TRECHO PARA LEITURA:
%%

Lucas 18.1-8a

01/11/1998

Prédica: Lucas 18.1-8a
Leituras: Gênesis 32.23-31 e II Timóteo 3.14-4.5
Autor: Nilo O. Christmann
Data Litúrgica: 22º Domingo após Pentecostes
Data da Pregação: 01/11/1998
Proclamar Libertação - Volume: XXIII
Tema:

1. Fato da vida

Nos dias em que escrevo este texto os noticiários estão ocupados em divulgar as atrocidades cometidas pela Polícia Militar de Diadema - SP. As cenas flagradas pelo cinegrafista amador mostram uma sequência de espancamentos e humilhações sofridas por pessoas na rua. Em determinado momento, a PM faz alguns disparos, assassinando de maneira brutal e covarde um mecânico. A viúva disse, em entrevista, que espera que se faça justiça, não apenas por sua causa, mas também para que fatos como esse não venham a se repetir.

Uma viúva! Pessoa simples! Clamando por justiça! Como, por acaso, uma câmara registrou a cena lamentável, há indícios de que alguma providência venha a ser tomada. No entanto, e esta é a pergunta, se a cena não tivesse sido filmada, quais seriam as chances de que aquela viúva fosse ouvida e os policiais envolvidos no assassinato indiciados e julgados? Por aí se percebe que o exemplo usado por Jesus no texto de Lc 18.1-8a é de uma atualidade impressionante! Mas vejamos o texto.

2. Delimitação e acentos na interpretação

A parábola do juiz iníquo (Almeida) é, à primeira vista, um texto de fácil compreensão. No entanto, quando analisado em seus detalhes e em seu contexto imediato e maior surgem diversas dúvidas e, com isso, a possibilidade de diversas ênfases na interpretação. Tanto assim que no PL VIII (p. 343ss.) o texto ainda inclui o v. 8b. O mesmo já não ocorre no PL XX (p. 291 ss.), no qual esta frase final do v. 8 é excluída da perícope.

O argumento é de que, pelo seu conteúdo, 8b estaria deslocado, não tendo relação direta com a parábola. Neste caso, seria melhor relacionar 8b com a perícope anterior 17.22-37 (A vinda do Reino de Deus) -, em que o tema efetivamente é a escatologia (Schmidt, p. 401). Ressalte-se, porém, que esse é o único argumento para não incluir 8b na perícope. Não há, em termos de crítica textual, nenhum indício de que o texto, assim como o temos hoje, não tenha sido a versão original de Lucas. Se alguém optar, porém, cm incluir 8b no texto, não deveria colocar ali o acento da pregação.

%%

TAREFAS:
(1) Diga se cada afirmação concorda com o trecho sobre Lucas 18.1-8a, respondendo sim ou não e citando literalmente as palavras do trecho que decidem. (a) A viúva disse esperar justiça apenas por sua própria causa. (b) No PL XX, a frase final do v. 8 fica fora da perícope. (c) A crítica textual oferece indícios de que o texto atual não seja a versão original de Lucas.
(2) Devolva, por favor, sem nenhuma alteração, a parte do trecho sobre Lucas 18.1-8a que começa nas palavras "O argumento é" e termina depois de "acento da pregação.".

INFORMAÇÕES REGISTRADAS:
%%

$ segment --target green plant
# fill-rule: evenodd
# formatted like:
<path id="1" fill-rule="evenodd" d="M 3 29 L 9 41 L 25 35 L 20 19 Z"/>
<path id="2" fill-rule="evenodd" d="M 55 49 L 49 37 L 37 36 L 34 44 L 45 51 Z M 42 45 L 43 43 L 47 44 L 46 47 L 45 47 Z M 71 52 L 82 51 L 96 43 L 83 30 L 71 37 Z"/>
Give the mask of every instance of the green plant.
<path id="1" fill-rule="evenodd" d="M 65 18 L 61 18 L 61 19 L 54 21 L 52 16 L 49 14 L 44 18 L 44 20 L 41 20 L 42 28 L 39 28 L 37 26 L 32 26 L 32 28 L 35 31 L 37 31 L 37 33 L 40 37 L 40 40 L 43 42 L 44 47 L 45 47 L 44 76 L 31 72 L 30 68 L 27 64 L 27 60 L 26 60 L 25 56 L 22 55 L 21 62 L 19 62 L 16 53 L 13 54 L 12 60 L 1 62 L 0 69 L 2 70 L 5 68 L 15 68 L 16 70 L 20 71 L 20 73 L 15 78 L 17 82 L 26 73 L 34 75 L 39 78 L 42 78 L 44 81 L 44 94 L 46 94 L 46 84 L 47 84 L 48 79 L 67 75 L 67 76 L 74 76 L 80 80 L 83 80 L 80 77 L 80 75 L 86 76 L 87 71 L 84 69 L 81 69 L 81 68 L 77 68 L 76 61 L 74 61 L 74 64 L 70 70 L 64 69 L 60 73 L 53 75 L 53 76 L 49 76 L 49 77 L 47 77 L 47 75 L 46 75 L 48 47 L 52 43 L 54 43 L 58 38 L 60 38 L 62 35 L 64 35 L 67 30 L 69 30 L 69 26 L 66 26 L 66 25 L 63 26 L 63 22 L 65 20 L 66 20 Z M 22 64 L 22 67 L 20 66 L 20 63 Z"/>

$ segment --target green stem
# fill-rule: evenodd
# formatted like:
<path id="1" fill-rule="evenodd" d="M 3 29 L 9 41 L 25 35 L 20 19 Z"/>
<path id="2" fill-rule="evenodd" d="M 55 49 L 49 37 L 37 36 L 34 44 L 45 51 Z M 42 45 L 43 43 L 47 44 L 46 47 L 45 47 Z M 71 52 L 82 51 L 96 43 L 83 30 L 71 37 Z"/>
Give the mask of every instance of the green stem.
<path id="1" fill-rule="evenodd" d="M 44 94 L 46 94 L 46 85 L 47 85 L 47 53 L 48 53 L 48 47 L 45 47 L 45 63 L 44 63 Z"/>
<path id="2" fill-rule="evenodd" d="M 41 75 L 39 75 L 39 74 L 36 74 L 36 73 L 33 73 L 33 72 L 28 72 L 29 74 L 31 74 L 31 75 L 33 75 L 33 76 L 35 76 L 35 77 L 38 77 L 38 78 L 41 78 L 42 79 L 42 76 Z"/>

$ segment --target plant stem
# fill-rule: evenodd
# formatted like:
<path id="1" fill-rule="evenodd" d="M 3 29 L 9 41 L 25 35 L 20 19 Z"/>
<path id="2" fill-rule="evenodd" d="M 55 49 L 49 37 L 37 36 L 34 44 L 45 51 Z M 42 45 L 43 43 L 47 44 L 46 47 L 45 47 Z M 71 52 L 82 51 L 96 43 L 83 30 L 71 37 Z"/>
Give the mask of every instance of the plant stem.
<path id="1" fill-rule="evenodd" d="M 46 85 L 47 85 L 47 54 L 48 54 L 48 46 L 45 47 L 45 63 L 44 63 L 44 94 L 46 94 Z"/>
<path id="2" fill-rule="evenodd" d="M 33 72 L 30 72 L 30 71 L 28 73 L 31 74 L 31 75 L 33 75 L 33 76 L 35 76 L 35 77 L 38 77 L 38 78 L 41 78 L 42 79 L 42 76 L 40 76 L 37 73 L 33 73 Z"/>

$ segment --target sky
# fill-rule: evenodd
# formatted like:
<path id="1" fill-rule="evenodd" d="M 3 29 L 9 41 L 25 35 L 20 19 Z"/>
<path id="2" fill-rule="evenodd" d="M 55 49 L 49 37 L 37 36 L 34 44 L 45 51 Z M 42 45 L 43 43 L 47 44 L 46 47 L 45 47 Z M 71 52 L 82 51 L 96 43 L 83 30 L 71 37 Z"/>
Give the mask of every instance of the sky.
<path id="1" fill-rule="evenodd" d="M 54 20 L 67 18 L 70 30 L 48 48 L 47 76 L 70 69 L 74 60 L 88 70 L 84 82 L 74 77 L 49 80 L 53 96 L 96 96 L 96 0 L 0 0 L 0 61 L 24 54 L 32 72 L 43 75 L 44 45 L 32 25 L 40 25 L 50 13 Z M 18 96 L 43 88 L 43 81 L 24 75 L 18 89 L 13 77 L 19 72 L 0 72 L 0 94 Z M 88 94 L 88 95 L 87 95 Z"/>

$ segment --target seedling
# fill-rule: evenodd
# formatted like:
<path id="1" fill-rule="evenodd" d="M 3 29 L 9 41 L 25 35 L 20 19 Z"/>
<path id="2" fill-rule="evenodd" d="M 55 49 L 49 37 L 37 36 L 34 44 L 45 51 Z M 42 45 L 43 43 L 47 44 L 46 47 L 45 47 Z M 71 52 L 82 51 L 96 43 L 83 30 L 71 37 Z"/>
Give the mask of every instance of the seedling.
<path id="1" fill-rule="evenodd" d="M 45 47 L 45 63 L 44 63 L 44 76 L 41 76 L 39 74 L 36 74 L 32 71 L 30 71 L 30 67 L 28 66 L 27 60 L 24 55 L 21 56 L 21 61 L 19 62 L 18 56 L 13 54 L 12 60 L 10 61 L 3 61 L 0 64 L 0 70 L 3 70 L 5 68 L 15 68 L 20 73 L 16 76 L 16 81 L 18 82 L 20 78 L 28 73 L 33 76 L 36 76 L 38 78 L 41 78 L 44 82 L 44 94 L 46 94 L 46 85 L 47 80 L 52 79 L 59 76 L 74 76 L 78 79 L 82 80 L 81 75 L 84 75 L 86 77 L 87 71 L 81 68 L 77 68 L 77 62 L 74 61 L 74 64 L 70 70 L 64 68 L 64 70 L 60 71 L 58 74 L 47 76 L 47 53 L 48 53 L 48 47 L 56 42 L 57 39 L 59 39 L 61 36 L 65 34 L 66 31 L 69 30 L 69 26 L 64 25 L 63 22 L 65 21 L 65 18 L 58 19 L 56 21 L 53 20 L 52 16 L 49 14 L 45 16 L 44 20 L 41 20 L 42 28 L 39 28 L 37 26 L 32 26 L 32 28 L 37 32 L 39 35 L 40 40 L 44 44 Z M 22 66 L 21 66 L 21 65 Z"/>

%%

RESPOSTAS EM ORDEM:
(1)
(a) Não: "não apenas por sua causa, mas também para que fatos como esse não venham a se repetir."
(b) Sim: "O mesmo já não ocorre no PL XX (p. 291 ss.), no qual esta frase final do v. 8 é excluída da perícope."
(c) Não: "Não há, em termos de crítica textual, nenhum indício de que o texto, assim como o temos hoje, não tenha sido a versão original de Lucas."

(2)
O argumento é de que, pelo seu conteúdo, 8b estaria deslocado, não tendo relação direta com a parábola. Neste caso, seria melhor relacionar 8b com a perícope anterior 17.22-37 (A vinda do Reino de Deus) -, em que o tema efetivamente é a escatologia (Schmidt, p. 401). Ressalte-se, porém, que esse é o único argumento para não incluir 8b na perícope. Não há, em termos de crítica textual, nenhum indício de que o texto, assim como o temos hoje, não tenha sido a versão original de Lucas. Se alguém optar, porém, cm incluir 8b no texto, não deveria colocar ali o acento da pregação.